[Given problem] Extract every line of the data below and reproduce each one unchanged, keeping the original order.

[Record set]
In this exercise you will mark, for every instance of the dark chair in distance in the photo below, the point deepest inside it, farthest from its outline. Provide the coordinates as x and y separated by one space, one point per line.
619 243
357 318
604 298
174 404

[Answer for the task]
In this exercise you will mark, for every instance of the dark chair in distance in the photo below, the point deepest inside it, farthest from its outline. Provide the coordinates as x and y separated by one space, one point per line.
619 243
357 318
604 298
174 404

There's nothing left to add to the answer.